Problem to solve: Find "# point at: the black plant" in the records that follow; print that line and each subsequent line through the last one, verbatim and with nothing added.

Provided data:
--- --- ---
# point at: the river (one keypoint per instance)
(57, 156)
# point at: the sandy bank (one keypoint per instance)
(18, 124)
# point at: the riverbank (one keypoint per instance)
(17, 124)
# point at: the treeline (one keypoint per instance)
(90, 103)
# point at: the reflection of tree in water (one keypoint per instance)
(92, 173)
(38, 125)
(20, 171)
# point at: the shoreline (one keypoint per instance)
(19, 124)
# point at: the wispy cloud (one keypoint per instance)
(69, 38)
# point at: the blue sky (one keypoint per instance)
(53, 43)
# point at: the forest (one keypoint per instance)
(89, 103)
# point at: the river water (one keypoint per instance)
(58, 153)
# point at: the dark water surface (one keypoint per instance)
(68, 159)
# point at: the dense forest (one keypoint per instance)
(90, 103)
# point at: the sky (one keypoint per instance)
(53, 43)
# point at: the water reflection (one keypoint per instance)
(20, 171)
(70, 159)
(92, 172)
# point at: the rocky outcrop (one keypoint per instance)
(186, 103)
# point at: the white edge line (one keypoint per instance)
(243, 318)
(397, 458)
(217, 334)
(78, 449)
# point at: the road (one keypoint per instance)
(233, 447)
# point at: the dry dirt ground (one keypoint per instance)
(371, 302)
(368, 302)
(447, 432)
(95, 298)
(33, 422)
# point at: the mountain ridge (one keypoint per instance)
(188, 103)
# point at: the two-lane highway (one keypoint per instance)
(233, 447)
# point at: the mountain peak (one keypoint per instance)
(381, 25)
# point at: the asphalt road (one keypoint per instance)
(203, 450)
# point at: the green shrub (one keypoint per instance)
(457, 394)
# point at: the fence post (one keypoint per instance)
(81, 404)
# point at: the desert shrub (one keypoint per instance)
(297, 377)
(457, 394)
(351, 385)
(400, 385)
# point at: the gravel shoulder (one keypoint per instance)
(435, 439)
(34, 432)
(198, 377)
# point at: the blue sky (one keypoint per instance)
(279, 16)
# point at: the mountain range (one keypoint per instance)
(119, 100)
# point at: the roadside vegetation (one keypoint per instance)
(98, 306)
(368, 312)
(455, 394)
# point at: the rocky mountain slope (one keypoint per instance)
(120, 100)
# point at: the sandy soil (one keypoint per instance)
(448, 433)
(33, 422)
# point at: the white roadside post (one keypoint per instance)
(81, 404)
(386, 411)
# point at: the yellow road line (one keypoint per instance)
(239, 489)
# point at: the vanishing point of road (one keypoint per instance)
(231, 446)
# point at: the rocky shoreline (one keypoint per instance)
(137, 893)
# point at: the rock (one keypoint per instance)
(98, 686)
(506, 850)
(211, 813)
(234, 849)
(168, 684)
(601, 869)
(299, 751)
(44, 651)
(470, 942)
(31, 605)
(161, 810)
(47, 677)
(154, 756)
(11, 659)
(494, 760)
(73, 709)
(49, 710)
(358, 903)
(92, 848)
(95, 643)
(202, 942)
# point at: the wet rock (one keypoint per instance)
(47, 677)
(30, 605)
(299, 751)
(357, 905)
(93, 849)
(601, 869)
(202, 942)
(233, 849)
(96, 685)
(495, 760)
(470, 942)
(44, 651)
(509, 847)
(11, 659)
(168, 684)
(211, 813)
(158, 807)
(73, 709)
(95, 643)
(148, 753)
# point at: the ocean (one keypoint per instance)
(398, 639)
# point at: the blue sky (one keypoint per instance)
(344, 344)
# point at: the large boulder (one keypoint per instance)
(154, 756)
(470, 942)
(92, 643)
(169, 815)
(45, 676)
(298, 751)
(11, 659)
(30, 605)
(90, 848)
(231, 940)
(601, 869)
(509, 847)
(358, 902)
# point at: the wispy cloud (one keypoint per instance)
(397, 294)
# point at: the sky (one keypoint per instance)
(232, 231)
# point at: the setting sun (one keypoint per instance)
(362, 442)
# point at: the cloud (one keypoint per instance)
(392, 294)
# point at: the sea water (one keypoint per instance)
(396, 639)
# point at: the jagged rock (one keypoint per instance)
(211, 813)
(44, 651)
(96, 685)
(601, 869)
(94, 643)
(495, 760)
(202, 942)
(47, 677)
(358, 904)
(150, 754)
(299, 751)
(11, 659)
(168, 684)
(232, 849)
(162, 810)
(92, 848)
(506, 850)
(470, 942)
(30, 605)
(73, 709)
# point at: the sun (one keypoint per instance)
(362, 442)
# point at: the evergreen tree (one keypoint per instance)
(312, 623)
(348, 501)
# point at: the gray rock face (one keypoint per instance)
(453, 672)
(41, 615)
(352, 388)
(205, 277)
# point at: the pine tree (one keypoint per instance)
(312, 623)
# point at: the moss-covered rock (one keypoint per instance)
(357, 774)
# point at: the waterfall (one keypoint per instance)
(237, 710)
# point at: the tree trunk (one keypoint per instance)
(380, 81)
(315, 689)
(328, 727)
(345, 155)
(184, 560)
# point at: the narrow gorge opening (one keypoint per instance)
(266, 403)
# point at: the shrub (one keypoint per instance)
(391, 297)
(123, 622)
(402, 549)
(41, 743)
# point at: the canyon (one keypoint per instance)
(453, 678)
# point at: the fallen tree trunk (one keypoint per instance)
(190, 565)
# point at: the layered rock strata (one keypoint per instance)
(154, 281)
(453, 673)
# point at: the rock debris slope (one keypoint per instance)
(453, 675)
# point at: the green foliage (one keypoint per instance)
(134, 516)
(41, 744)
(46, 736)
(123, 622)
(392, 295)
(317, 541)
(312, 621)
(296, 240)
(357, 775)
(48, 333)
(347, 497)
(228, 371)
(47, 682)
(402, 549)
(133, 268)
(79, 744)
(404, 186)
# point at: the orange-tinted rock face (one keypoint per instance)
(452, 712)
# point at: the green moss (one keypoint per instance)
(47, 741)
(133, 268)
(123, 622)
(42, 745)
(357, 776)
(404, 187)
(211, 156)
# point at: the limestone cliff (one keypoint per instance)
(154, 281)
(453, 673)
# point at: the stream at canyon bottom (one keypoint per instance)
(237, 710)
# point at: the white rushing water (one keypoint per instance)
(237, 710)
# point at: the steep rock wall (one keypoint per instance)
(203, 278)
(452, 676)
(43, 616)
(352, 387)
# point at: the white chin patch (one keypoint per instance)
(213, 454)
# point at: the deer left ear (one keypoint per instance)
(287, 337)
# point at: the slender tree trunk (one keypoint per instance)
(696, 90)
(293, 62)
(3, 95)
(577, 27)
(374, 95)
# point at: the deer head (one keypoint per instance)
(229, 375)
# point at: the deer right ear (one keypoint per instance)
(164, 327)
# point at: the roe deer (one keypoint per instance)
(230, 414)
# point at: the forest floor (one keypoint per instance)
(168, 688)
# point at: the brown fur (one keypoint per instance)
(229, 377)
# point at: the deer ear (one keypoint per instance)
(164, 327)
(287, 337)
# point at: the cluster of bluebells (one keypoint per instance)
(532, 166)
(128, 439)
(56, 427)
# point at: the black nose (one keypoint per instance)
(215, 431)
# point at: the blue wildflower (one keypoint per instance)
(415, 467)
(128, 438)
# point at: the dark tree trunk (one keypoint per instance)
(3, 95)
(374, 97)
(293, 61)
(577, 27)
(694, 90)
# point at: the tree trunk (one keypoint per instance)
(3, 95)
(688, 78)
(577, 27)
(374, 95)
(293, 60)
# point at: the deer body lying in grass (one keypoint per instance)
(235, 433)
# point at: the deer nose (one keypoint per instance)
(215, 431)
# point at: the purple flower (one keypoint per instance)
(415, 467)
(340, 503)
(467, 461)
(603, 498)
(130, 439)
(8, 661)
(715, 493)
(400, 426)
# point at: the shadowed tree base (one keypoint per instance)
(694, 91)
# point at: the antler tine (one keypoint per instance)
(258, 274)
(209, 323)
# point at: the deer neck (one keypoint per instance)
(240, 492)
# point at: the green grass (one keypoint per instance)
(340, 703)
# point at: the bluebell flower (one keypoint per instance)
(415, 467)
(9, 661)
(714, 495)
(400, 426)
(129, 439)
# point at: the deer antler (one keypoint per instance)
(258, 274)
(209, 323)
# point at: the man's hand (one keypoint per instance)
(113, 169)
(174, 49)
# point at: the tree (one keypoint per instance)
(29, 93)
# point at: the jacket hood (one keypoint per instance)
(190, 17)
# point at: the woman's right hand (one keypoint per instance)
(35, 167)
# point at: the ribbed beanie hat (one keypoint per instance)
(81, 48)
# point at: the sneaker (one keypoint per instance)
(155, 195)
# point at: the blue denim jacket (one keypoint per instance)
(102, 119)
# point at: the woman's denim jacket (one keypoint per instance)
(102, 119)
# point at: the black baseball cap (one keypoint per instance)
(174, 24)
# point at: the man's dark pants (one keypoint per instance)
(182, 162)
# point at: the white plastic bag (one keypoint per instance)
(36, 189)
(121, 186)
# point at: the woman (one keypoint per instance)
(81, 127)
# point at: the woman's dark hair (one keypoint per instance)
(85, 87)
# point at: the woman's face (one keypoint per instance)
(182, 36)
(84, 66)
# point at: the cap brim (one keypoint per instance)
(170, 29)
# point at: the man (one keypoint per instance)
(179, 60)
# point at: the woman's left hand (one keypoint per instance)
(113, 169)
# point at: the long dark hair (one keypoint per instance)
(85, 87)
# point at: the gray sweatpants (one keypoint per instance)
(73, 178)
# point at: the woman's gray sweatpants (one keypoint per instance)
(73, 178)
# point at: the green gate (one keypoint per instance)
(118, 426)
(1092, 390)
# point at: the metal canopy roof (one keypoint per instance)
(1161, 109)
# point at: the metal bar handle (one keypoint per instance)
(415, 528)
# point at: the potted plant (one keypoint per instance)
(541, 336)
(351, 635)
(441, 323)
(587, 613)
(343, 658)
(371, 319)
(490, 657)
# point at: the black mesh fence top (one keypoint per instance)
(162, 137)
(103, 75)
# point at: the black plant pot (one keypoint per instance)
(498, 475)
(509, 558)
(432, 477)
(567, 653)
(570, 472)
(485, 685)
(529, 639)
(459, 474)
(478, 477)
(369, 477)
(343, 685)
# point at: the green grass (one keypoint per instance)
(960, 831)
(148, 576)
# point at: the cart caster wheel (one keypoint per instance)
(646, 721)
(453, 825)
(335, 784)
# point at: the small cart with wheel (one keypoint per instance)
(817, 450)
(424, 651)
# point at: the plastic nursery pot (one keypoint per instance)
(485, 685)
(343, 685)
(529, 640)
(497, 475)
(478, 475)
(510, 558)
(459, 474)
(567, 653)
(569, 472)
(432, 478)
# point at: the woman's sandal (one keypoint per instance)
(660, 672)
--- --- ---
Correct result:
# point at: the black plant pot (one keypoint per instance)
(498, 475)
(509, 558)
(432, 477)
(567, 653)
(570, 472)
(485, 685)
(529, 639)
(459, 474)
(478, 477)
(369, 477)
(343, 685)
# point at: the green grass (one keypoint per instance)
(960, 831)
(148, 576)
# point at: the cart caster wheel (one keypoint per instance)
(646, 721)
(453, 825)
(335, 784)
# point at: the small cart with wheel (one keypoint per instance)
(817, 450)
(424, 651)
# point at: the plastic nursery pot (one keypoint per instance)
(485, 685)
(343, 685)
(529, 640)
(497, 475)
(478, 475)
(510, 558)
(459, 474)
(567, 653)
(569, 472)
(432, 478)
# point at: the woman's sandal (one keypoint per instance)
(660, 672)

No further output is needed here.